» **Saved entries**

··········

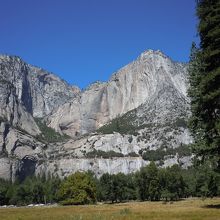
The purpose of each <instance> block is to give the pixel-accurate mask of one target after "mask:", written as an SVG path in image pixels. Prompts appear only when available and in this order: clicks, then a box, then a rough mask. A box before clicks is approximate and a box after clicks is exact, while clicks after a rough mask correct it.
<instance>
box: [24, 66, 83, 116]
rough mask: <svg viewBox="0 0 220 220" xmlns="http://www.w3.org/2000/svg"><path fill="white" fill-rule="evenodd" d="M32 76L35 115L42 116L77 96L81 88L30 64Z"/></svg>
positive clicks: (28, 68)
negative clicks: (70, 85) (73, 85)
mask: <svg viewBox="0 0 220 220" xmlns="http://www.w3.org/2000/svg"><path fill="white" fill-rule="evenodd" d="M28 70H29V72H30V77H31V93H32V103H33V116H34V117H37V118H42V117H44V116H46V115H48V114H50V113H51V112H52V111H53V110H54V109H56V108H58V107H60V106H62V105H63V104H64V103H66V102H68V101H69V100H71V99H73V98H74V97H76V95H77V94H78V93H80V89H79V88H78V87H75V86H70V85H68V84H67V83H66V82H65V81H63V80H61V79H60V78H59V77H57V76H55V75H54V74H51V73H49V72H46V71H45V70H43V69H40V68H37V67H33V66H31V65H28Z"/></svg>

··········

» **Task to carry out**
Pick out every line in the entries above that contains the string "rule", matching case exactly, and copy each one.

» **Result of this task**
rough mask: <svg viewBox="0 0 220 220" xmlns="http://www.w3.org/2000/svg"><path fill="white" fill-rule="evenodd" d="M32 76L35 115L42 116L77 96L81 88L30 64Z"/></svg>
mask: <svg viewBox="0 0 220 220" xmlns="http://www.w3.org/2000/svg"><path fill="white" fill-rule="evenodd" d="M28 70H29V72H30V77H31V93H32V103H33V116H34V117H37V118H42V117H44V116H46V115H48V114H50V113H51V112H52V111H53V110H54V109H56V108H58V107H60V106H62V105H63V104H64V103H66V102H68V101H69V100H71V99H73V98H74V97H76V95H77V94H78V93H80V89H79V88H78V87H75V86H70V85H68V84H67V83H66V82H65V81H63V80H61V79H60V78H59V77H57V76H55V75H54V74H51V73H49V72H46V71H45V70H43V69H40V68H37V67H33V66H31V65H28Z"/></svg>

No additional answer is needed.